▶ _Prompt 1_: In the entries, starting at the line that contains "line, e.g. (189,727)." and continuing through the final entry, replace "metal cart" with "steel cart" and reproduce those lines with no other changes.

Is it your suggestion to run this heater 24/7? During field testing what engine temp was observed after the heater was able to stabilize temps?

The price and ease of installation is certainly attractive.
 
Is it your suggestion to run this heater 24/7? During field testing what engine temp was observed after the heater was able to stabilize temps?

The price and ease of installation is certainly attractive.

--- Hello Sam
--The average temperature rise reported back to us, was in very cold areas they saw an average of 75f degrees of rise. This heater is very efficient, and some let it run all the time in their hangar, and others used timers, cycling every day.
It appears the cycling had no effect on reliability over the course of the testing. Thanks for your question. Happy Holidays, Allan:D
 
Does that take the place of the oil drain plug?

---- No! Most Lycoming oil sumps have two or three oil drain plugs, depending on the aircraft they are used in. You just remove one not being used, replace it with the new unit, and route the wire & plug up to the cowl inlet or oil filler door for access. Thanks for the question, Happy holidays, Allan-:D
 
--- Hello Sam
--The average temperature rise reported back to us, was in very cold areas they saw an average of 75f degrees of rise. This heater is very efficient, and some let it run all the time in their hangar, and others used timers, cycling every day.

▶ _Extracted entries_:
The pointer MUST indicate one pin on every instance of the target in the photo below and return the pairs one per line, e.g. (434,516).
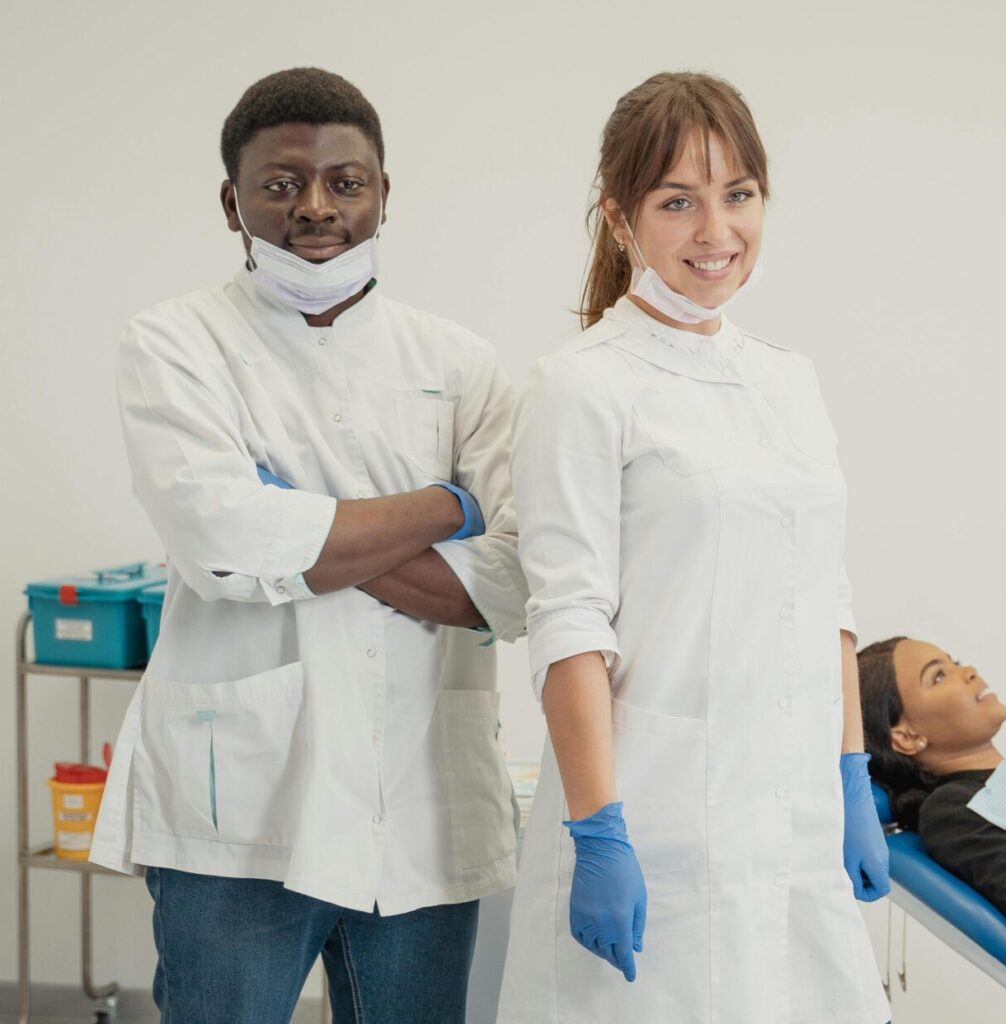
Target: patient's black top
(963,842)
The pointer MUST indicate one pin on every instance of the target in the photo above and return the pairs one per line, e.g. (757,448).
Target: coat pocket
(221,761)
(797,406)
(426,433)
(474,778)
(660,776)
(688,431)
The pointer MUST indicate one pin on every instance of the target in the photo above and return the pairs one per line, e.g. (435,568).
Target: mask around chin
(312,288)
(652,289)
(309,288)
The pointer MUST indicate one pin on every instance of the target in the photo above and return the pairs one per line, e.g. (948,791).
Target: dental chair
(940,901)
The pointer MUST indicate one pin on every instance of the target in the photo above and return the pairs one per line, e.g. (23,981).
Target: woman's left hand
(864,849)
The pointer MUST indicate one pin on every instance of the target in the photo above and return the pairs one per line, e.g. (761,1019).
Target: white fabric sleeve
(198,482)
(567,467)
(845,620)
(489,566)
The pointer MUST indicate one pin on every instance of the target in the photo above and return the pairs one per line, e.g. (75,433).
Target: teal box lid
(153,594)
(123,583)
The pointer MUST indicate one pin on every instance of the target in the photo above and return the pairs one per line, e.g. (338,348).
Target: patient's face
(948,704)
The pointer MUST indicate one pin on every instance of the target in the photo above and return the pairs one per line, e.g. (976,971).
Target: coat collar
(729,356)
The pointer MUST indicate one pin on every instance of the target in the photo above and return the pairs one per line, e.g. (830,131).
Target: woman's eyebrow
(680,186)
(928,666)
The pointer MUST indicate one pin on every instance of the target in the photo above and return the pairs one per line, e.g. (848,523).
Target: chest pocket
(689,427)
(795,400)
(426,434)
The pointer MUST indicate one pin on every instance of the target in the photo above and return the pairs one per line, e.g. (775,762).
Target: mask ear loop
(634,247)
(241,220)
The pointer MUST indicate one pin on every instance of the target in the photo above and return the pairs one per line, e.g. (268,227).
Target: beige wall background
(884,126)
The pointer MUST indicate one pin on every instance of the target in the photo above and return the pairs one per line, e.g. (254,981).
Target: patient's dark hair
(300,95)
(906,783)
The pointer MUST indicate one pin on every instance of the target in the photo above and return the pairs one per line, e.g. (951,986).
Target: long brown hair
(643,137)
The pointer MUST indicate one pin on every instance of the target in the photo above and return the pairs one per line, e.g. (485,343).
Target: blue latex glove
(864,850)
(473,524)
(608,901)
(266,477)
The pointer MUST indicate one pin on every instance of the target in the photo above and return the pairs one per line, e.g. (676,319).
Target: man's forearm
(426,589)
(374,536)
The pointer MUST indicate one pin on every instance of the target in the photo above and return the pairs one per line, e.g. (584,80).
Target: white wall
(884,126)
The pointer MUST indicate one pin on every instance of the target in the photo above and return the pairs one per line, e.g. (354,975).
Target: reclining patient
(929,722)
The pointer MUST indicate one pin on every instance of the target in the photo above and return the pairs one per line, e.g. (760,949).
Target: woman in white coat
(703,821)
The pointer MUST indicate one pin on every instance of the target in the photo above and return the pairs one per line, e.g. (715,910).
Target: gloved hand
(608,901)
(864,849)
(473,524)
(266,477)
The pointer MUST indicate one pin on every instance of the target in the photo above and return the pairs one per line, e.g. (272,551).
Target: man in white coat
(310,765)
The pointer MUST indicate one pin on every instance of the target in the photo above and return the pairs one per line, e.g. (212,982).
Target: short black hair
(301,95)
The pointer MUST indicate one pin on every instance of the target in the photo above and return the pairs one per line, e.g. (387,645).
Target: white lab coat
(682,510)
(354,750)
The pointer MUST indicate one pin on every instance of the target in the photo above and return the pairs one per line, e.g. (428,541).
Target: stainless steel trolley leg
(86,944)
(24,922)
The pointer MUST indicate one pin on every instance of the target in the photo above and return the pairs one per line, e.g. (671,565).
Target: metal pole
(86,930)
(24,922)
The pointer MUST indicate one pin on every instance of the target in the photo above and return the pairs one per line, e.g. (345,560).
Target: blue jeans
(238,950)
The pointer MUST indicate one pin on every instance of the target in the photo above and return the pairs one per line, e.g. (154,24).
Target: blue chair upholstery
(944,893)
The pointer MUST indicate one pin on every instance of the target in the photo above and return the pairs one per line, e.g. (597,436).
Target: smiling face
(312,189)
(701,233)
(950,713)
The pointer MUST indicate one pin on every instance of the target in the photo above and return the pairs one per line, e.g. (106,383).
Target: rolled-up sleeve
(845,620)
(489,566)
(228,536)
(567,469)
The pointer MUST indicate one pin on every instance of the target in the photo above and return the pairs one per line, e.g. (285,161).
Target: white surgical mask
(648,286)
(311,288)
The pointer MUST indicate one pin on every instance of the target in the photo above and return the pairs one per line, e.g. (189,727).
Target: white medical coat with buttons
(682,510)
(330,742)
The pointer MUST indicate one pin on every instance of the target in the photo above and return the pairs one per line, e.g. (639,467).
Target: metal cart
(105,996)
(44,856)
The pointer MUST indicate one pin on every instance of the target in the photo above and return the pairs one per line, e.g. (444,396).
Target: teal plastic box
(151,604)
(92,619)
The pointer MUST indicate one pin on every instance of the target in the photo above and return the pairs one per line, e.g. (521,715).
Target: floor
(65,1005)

▶ _Prompt 2_: According to the heater discussion, what average temperature rise was reported in very cold areas?

▶ _Task answer 1_:
The pointer MUST indicate one pin on every instance of the target in the photo above and return the pairs one per line, e.g. (189,727).
Target: white medical coat with buttons
(682,510)
(330,742)
The pointer MUST indicate one pin on every instance of the target in the photo above and return the pairs one per line, e.g. (639,467).
Target: steel cart
(105,996)
(44,856)
The pointer MUST indicate one pin on every instance of the target in the photo above and return the pairs one per line, e.g. (444,396).
Target: teal plastic box
(151,604)
(92,619)
The pointer MUST indicate one pin on every instance of the target in the photo above and return the pairs one per line, e.g. (521,715).
Target: floor
(65,1005)

▶ _Task answer 2_: An average rise of 75 degrees Fahrenheit.